## To do
Every line from the one with "# test: point at every instance of the road" through the end of the records below should be restated word for word, and nothing outside that span.
-- START Dataset records --
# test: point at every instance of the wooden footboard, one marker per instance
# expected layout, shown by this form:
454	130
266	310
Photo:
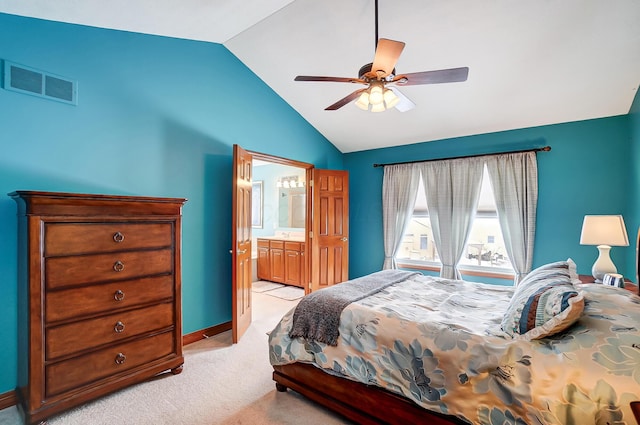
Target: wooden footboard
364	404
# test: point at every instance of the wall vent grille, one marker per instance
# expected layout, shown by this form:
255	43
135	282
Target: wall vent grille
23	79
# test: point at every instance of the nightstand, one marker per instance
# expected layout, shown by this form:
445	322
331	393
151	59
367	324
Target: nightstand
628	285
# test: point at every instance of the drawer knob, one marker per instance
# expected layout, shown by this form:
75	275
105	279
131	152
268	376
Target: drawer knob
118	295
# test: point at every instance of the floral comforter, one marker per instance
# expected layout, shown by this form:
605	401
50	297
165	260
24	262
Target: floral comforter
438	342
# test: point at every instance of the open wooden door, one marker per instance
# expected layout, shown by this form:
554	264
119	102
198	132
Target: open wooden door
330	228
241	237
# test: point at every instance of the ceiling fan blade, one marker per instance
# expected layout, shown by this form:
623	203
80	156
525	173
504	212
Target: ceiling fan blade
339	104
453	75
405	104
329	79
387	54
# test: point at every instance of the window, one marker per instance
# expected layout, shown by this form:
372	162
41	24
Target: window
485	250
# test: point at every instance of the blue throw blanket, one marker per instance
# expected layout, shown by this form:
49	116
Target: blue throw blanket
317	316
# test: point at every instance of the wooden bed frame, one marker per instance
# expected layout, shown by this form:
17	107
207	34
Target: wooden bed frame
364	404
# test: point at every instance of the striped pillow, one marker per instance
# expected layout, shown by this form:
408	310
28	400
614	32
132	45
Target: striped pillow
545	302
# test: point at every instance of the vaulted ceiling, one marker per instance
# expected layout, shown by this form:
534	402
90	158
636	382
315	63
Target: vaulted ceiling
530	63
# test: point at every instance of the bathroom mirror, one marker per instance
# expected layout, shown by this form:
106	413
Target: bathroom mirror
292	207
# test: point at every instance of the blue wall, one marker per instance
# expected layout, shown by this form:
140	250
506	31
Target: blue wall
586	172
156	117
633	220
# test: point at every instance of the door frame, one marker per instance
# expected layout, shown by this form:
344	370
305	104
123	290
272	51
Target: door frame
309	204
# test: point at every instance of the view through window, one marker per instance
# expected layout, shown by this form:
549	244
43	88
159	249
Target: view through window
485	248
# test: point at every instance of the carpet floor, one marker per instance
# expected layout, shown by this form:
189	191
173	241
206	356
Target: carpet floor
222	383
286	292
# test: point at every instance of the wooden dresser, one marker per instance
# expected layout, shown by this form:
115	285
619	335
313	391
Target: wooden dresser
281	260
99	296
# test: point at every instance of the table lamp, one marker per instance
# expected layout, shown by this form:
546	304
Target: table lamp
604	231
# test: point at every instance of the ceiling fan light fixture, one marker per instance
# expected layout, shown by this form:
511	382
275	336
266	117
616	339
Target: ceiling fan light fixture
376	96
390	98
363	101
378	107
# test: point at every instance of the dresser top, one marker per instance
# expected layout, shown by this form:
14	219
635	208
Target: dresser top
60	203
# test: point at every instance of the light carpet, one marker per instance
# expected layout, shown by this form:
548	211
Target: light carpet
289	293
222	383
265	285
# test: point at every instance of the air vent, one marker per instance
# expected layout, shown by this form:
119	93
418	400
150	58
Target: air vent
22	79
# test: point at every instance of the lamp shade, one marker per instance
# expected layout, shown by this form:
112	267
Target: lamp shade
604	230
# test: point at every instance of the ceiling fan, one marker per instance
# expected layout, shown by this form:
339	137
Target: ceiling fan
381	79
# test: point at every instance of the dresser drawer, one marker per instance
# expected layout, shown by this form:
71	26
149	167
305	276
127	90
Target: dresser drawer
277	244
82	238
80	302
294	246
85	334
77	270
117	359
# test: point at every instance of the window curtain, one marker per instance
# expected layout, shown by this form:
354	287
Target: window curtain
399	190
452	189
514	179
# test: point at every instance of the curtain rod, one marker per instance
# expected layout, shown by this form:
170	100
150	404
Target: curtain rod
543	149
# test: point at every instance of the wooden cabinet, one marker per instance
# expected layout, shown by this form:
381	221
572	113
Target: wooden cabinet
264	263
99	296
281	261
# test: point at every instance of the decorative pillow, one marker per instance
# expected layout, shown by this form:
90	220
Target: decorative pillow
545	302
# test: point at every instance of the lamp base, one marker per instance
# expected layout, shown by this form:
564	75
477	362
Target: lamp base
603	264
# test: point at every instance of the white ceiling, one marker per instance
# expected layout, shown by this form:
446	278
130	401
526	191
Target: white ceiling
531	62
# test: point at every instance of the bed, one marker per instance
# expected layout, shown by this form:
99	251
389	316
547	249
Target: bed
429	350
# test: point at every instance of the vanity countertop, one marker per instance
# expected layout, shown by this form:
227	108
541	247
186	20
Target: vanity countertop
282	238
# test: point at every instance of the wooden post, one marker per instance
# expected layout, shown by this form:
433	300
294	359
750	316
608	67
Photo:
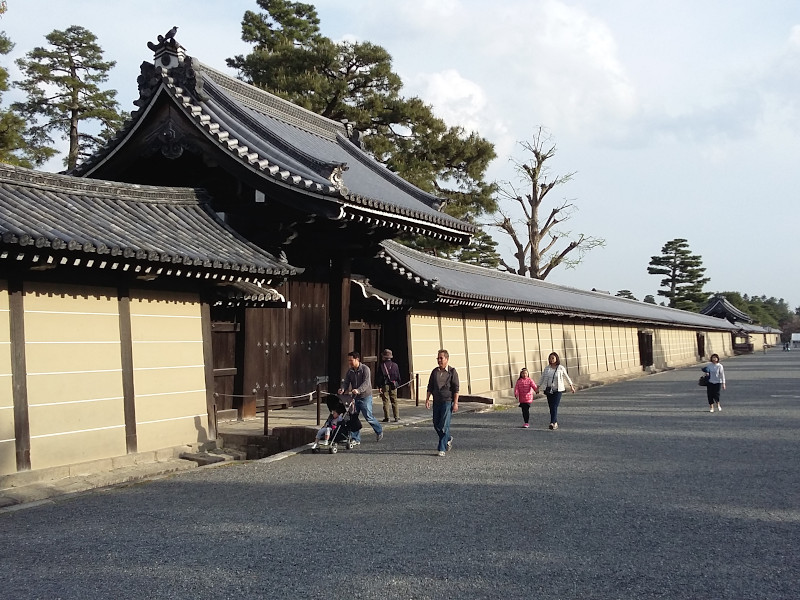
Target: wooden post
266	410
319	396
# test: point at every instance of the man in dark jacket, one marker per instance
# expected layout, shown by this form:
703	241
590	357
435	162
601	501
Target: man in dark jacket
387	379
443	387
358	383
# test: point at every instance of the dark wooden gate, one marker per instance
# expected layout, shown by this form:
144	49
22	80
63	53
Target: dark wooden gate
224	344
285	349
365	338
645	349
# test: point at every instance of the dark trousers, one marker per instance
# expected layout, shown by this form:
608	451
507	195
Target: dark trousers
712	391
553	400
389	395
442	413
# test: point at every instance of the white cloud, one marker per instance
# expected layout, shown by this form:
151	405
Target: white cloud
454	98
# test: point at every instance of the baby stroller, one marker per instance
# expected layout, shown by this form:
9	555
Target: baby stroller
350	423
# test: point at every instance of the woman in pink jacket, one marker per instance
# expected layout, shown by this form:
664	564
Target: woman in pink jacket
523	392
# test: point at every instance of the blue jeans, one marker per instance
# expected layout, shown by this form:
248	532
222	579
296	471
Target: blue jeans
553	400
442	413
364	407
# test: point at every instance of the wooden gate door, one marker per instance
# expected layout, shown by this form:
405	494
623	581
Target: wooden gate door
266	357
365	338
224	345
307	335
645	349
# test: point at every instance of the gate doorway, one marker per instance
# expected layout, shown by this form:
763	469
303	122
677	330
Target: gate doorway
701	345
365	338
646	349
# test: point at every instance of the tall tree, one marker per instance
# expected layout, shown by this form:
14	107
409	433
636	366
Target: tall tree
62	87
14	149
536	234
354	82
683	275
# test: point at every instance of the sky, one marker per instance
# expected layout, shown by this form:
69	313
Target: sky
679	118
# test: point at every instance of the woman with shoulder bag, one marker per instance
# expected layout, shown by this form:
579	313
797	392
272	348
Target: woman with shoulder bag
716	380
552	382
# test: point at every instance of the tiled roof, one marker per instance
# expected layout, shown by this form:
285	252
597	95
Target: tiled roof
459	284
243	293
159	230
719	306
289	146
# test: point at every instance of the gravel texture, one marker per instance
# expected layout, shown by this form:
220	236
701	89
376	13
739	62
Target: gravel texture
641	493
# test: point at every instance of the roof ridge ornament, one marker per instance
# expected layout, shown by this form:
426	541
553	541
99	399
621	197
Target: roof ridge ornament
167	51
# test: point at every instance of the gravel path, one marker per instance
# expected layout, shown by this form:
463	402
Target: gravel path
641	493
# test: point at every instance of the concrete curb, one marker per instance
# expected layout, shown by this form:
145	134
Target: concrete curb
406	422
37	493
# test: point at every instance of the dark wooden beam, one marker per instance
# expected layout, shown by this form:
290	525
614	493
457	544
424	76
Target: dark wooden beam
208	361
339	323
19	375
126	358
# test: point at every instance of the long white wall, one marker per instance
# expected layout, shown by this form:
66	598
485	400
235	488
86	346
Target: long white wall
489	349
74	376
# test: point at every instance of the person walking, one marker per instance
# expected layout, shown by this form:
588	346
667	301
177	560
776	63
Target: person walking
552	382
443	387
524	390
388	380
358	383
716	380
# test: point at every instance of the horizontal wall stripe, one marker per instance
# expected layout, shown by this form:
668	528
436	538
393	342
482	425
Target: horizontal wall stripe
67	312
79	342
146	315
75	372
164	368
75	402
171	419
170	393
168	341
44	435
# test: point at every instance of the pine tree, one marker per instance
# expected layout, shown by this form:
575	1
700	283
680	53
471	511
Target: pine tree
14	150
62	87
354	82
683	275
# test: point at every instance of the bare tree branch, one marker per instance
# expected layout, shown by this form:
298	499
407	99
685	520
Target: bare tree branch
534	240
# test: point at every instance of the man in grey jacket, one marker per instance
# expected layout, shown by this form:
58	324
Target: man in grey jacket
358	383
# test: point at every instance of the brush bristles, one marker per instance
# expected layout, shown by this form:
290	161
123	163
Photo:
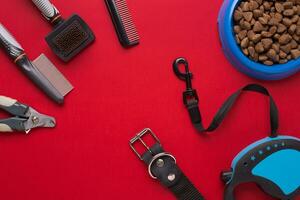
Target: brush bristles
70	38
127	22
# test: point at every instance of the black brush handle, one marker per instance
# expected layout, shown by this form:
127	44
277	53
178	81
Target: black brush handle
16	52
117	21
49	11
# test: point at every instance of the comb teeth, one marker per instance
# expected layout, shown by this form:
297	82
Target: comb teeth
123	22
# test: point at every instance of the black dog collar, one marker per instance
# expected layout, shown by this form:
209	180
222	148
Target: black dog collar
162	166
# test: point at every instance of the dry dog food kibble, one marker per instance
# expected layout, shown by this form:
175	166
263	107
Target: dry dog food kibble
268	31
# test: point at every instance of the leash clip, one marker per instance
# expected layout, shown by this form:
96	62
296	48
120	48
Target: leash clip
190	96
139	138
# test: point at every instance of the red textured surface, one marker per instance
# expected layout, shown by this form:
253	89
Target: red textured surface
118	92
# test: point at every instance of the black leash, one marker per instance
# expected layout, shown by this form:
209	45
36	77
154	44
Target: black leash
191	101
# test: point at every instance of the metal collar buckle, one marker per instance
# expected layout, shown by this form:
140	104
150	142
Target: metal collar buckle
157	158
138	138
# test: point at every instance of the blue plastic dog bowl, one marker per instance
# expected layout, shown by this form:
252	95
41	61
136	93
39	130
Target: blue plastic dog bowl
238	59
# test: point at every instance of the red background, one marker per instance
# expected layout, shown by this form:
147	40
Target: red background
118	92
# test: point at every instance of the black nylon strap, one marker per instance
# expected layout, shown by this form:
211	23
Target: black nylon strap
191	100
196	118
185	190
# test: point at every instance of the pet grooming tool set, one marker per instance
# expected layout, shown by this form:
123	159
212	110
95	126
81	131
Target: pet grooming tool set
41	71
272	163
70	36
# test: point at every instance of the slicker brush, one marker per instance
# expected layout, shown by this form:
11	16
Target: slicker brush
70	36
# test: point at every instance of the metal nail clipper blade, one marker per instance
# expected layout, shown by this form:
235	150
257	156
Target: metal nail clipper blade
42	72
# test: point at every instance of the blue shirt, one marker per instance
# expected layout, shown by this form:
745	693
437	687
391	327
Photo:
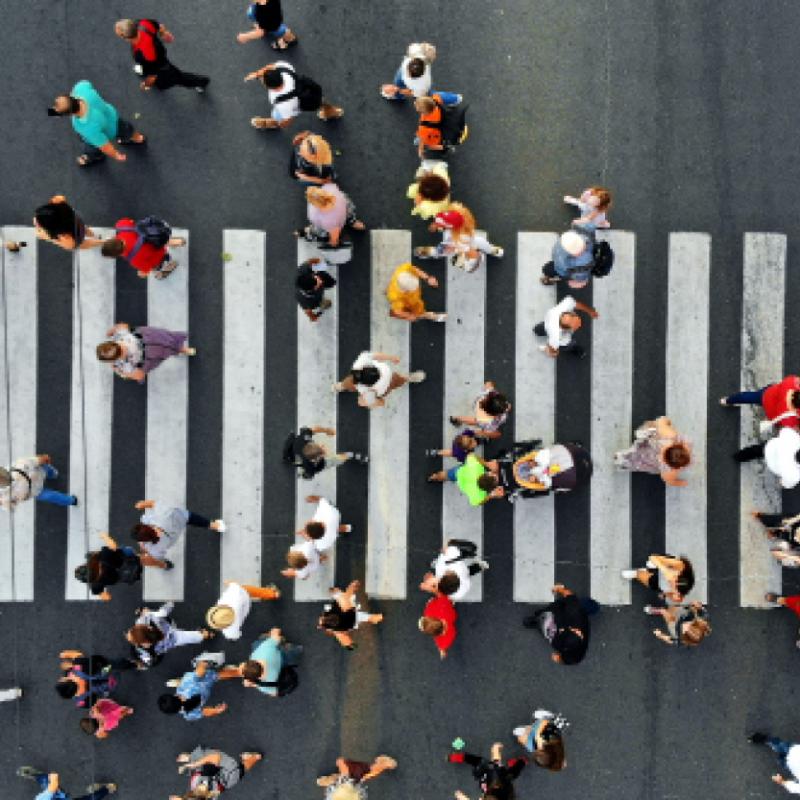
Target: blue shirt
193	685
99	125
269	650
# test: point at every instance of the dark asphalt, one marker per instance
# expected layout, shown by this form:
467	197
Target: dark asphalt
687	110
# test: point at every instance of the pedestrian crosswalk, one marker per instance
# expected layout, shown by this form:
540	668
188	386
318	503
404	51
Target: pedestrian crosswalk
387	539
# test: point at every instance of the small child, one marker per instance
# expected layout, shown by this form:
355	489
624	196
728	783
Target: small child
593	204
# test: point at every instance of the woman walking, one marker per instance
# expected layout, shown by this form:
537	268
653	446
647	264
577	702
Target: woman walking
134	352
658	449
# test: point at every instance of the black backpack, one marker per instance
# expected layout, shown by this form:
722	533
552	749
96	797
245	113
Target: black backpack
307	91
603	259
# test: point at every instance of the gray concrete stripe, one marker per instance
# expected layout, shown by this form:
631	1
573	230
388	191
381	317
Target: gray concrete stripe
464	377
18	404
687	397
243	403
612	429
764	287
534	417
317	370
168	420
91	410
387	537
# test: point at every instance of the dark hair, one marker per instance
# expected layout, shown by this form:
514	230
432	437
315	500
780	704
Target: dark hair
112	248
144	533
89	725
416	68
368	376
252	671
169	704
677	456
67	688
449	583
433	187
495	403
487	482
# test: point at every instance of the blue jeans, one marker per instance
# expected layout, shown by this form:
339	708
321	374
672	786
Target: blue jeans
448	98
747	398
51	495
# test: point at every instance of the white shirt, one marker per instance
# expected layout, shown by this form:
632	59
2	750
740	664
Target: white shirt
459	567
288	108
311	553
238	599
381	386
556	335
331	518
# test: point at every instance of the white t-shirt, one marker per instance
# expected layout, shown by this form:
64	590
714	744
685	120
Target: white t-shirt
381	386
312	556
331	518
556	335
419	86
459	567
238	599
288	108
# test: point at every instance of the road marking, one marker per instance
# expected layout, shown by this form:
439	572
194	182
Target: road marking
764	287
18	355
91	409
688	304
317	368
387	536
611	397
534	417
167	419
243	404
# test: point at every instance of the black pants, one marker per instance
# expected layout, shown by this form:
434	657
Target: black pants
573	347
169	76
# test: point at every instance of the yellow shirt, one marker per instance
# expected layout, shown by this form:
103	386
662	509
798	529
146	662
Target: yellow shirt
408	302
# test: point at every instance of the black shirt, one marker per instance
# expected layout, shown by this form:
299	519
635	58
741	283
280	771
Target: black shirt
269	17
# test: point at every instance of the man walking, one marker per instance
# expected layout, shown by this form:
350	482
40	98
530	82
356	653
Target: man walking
-- END Dataset records --
## Result
# test: point at every instance of the road marking, one marker per instance
# expected layout, shown by this form:
439	572
194	182
Target: road marking
764	287
18	355
91	409
688	304
317	368
387	536
611	397
534	417
167	419
243	404
# test: point at every instance of the black pants, one marker per instance
# expected layout, shown by this form:
434	657
Target: black pants
573	347
169	76
# test: point at every instance of the yellow shirt, one marker per instance
# expected layout, shown by this form:
103	386
662	509
798	529
146	662
Target: yellow shirt
408	302
# test: point at every instance of the black shirt, one marker per instance
# expected layout, shown by this form:
299	519
635	58
741	283
280	771
Target: black shirt
269	17
# test: point at every instance of the man walking, one marker per instance
# expected layout, shown by this form:
350	482
40	98
530	82
356	653
Target: man walking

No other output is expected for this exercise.